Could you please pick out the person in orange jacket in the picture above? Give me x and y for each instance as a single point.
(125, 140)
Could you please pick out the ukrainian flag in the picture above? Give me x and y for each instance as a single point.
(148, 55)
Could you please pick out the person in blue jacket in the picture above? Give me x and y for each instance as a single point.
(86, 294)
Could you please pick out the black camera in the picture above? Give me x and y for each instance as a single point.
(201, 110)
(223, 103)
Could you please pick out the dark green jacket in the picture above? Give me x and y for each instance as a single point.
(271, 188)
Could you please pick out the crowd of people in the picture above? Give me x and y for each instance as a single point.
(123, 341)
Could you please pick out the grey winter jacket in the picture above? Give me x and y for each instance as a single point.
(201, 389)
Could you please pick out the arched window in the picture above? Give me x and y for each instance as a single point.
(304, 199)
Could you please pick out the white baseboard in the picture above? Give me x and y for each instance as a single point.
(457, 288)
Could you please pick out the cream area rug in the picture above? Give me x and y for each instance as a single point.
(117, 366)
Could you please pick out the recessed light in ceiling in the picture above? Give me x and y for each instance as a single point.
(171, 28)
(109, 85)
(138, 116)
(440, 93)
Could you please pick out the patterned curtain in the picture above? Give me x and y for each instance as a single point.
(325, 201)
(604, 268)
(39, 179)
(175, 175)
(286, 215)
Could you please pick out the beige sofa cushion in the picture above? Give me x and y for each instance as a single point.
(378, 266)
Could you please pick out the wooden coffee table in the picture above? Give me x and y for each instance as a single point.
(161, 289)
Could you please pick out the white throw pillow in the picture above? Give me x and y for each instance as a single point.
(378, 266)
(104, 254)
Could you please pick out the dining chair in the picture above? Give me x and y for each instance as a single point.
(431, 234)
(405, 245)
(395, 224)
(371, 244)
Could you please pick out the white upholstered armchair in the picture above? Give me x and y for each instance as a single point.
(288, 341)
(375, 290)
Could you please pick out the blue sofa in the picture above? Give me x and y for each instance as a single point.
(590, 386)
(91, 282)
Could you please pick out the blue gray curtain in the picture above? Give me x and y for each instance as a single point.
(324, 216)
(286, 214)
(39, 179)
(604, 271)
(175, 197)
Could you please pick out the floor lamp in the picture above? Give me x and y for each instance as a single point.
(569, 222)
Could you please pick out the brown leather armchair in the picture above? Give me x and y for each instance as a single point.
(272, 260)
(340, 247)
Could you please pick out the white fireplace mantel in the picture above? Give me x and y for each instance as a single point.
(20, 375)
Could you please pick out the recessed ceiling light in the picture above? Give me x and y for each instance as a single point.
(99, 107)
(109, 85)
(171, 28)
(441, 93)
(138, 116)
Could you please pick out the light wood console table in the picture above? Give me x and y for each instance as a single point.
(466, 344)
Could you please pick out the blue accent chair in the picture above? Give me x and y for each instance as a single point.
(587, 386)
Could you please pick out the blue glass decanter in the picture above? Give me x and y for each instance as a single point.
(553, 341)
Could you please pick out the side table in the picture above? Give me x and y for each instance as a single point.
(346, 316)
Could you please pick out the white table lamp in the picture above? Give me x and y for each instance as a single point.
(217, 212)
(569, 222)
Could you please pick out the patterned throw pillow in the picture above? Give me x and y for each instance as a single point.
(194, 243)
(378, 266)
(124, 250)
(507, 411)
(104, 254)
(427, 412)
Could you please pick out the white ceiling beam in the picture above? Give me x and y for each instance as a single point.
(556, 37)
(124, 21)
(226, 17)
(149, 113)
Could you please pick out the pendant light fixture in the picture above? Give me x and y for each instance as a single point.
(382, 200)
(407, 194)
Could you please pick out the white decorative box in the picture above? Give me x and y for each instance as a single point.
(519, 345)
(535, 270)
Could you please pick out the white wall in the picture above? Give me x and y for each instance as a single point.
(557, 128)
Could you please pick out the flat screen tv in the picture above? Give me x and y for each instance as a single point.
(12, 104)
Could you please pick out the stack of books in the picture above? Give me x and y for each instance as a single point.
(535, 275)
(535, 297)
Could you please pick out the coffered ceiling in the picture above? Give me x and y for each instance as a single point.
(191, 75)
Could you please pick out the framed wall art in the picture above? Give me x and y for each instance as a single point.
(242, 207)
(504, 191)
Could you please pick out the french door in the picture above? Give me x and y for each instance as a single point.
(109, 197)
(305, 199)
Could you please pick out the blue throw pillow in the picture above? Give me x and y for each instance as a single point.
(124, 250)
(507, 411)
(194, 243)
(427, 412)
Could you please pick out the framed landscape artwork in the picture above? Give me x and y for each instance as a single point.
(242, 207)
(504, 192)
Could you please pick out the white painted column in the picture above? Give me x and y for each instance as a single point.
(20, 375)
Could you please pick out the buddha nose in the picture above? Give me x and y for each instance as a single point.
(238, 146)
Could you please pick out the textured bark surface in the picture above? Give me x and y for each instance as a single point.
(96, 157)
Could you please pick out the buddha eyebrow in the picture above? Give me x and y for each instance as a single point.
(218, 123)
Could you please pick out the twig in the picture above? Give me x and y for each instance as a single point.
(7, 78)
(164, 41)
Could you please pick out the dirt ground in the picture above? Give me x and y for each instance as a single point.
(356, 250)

────────────────

• _EXERCISE PROMPT_: Every entry in the listing must be retyped exactly.

• _ANSWER TO THE EXERCISE_:
Could you please pick out the person in orange jacket in the picture above? Give me x and y for each instance as a single point.
(125, 140)
Could you please pick out the ukrainian flag in the picture above? Give me x and y for each instance as a single point.
(148, 55)
Could you please pick out the person in blue jacket in the picture above? Give me x and y for each instance as a single point.
(86, 294)
Could you please pick out the black camera in the picture above? Give me x and y for each instance as a single point.
(201, 110)
(223, 103)
Could you please pick out the dark green jacket in the picture above? Give me x and y for each instance as a single point.
(271, 188)
Could you please pick out the crowd of people in the picture above? Give me x and y for each instance as a single point.
(123, 341)
Could you please pick out the grey winter jacket in the picture above? Give me x and y for each instance as a single point.
(201, 389)
Could you please pick out the arched window in the picture above? Give me x and y for each instance as a single point.
(304, 199)
Could you please pick out the white baseboard in the picture above? Give me x and y for each instance as a single point.
(457, 288)
Could you please pick out the cream area rug in the picture above? Give me x and y for each instance as a single point.
(117, 366)
Could you please pick out the recessed light in ceiling in the picture above? Give me x and y for each instance as a single point.
(171, 28)
(109, 85)
(138, 116)
(440, 93)
Could you please pick out the patterned curtain in the picture above? Give me x and y for each instance as a single point.
(325, 201)
(604, 268)
(39, 179)
(175, 175)
(286, 215)
Could you please pick out the beige sofa cushion in the picture above? Give me x and y for each instance as a single point.
(378, 266)
Could you please pick out the wooden coffee table in the picture above? Give me x and y for each instance as a single point.
(161, 289)
Could you please pick out the white throw pillow in the picture above? Give me x and y for each instance as a single point.
(378, 266)
(104, 254)
Could you please pick out the dining chair in the picture above? Give me x and y for each instance as a single point.
(431, 234)
(405, 245)
(395, 224)
(371, 244)
Could you please pick out the white upholstered armchair in the picture above? Give me x and y for each instance as a single point.
(288, 341)
(375, 290)
Could you please pick out the blue sofa in the picture above? Give me x and y for each instance as a single point.
(590, 386)
(91, 282)
Could you please pick out the blue gray curtain in the picture above? Give me x and y for each instance as a single point.
(324, 216)
(286, 214)
(39, 179)
(604, 271)
(175, 197)
Could you please pick out the floor lamp in the picture above? Give me x and y for each instance as a single point.
(569, 222)
Could you please pick out the brown leather armchair in the picture above? Give me x and y for each instance as a single point.
(272, 260)
(340, 247)
Could you please pick out the white fireplace mantel in the picture above? Give me x and y for each instance as a single point.
(20, 375)
Could you please pick out the recessed ceiling light in the picture above? Give me x and y for each instance as a single point.
(99, 107)
(109, 85)
(171, 28)
(441, 93)
(138, 116)
Could you please pick out the light wood console table in the picture above? Give me x and y for each instance as a single point.
(466, 344)
Could you please pick out the blue accent chair in the picture above? Give me x and y for each instance as a single point.
(587, 386)
Could you please pick out the blue glass decanter in the picture above? Give me x and y for each instance as a single point.
(553, 341)
Could you please pick out the side table in the picture above? Give me x and y for each instance as a single point.
(346, 316)
Could you please pick out the white table lamp in the picture above? Give me x and y for each instance as a single point.
(217, 212)
(569, 222)
Could you please pick out the patterned throw pillow in the picture above? Give me x and y for each instance as a single point.
(194, 243)
(378, 266)
(124, 250)
(507, 411)
(104, 254)
(427, 412)
Could you please pick out the white ceiling beam in the picture above? Give me x and y for each instance as a single point.
(556, 37)
(124, 21)
(226, 17)
(149, 113)
Could you please pick out the pendant light fixture in the picture above? Give me x and y for each instance as a single point.
(382, 200)
(407, 194)
Could you please pick out the white decorative box in the picture above? Give me x and y for each instance as a single point.
(519, 345)
(535, 270)
Could you please pick out the white wall in the picture above? Give me x and y for each instance as a single point.
(557, 128)
Could you please pick out the flat screen tv in the picture above? Give me x and y for each instance as a single point.
(12, 104)
Could you please pick out the stack of books in the picture above? Give me x and y for each instance as a single point.
(535, 275)
(535, 297)
Could you please pick out the coffered ceiling in the picture above? Give me x and y for each instance as a single point.
(191, 75)
Could you please pick out the framed wall art in the picture above? Give me x and y for each instance as a single point.
(242, 207)
(504, 191)
Could you please pick out the french door in the picture above? Give me x and y for each instance as a single point.
(109, 197)
(305, 199)
Could you please pick out the blue throw pillow in the picture above? Give me x and y for each instance as a single point.
(124, 250)
(507, 411)
(194, 243)
(427, 412)
Could you please pick out the framed landscape artwork in the picture above? Give me x and y for each instance as a single point.
(242, 207)
(504, 192)
Could you please pick out the white painted column in the picture above? Give me x and y for each instance as a single point.
(20, 375)
Could you please pick out the buddha nose in the picture above? Give me x and y for each instance as a single point.
(238, 146)
Could you please pick out the textured bark surface in the picture above? Give me x and y for each instance as a single point.
(96, 157)
Could you please pick out the buddha eyebrow in the picture above? Give me x and y for each instance as a single point.
(218, 123)
Could you please pick out the twig in the picture above? Give me x and y for each instance as a single point.
(7, 78)
(164, 41)
Could you please pick out the dirt ground in the picture above? Give me x and y for each instance as a single point.
(356, 250)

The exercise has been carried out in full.